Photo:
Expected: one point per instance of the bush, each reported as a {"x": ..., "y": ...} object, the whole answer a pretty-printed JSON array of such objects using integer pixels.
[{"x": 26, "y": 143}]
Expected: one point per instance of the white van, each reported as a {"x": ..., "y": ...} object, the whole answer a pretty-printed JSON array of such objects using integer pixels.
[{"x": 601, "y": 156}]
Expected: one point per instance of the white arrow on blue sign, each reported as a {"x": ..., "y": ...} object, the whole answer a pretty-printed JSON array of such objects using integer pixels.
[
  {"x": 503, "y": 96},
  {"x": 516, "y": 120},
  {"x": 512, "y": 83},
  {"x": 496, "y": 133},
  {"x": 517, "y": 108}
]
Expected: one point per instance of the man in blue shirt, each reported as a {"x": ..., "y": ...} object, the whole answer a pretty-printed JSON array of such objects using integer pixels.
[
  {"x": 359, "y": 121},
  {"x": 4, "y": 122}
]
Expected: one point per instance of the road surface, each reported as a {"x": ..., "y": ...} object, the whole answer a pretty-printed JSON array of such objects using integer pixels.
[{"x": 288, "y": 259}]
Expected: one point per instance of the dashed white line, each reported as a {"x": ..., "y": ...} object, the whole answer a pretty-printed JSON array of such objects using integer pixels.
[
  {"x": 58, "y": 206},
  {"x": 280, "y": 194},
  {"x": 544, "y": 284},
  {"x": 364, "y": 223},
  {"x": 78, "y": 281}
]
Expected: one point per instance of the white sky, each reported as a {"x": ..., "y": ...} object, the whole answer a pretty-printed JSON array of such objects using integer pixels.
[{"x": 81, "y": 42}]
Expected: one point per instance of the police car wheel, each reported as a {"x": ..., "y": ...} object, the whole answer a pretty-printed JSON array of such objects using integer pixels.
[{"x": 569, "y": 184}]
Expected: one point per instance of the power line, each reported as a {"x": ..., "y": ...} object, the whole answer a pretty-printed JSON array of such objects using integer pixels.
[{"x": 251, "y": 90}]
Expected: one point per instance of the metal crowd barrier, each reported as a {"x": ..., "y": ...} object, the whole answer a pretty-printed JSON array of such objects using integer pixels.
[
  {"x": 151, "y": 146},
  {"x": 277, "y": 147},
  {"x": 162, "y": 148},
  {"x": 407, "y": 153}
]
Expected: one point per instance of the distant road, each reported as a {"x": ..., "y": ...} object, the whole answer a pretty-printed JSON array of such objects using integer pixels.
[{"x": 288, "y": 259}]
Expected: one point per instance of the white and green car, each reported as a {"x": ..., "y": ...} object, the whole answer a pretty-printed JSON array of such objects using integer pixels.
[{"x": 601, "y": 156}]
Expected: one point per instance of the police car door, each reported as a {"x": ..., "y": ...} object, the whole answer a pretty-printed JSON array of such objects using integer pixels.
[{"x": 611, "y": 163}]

■ ■ ■ ■ ■ ■ ■

EXERCISE INSTRUCTIONS:
Lines from the one containing "Expected: one point per instance of the metal" through the final line of the entries above are to be output exactly; omit all others.

RESPONSE BOX:
Expected: one point per instance of the metal crowd barrier, each reported as a {"x": ..., "y": ...} object, the whole answer a pretty-printed JSON array of such objects using integer pixels.
[
  {"x": 151, "y": 146},
  {"x": 277, "y": 147},
  {"x": 162, "y": 148},
  {"x": 407, "y": 153}
]
Expected: one point per instance of the distant road, each reported as a {"x": ..., "y": ...} object, the whole answer a pretty-printed JSON array of such objects using integer pixels.
[{"x": 288, "y": 259}]
Expected: one point per instance of the white and green car, each reported as a {"x": ..., "y": ...} object, the whole answer a pretty-printed JSON array of such objects using integer pixels.
[{"x": 601, "y": 156}]
Expected: one point per instance of the police car door, each reported as a {"x": ..., "y": ...} object, the whole answer a pretty-printed JSON array of such objects using integer pixels.
[{"x": 611, "y": 163}]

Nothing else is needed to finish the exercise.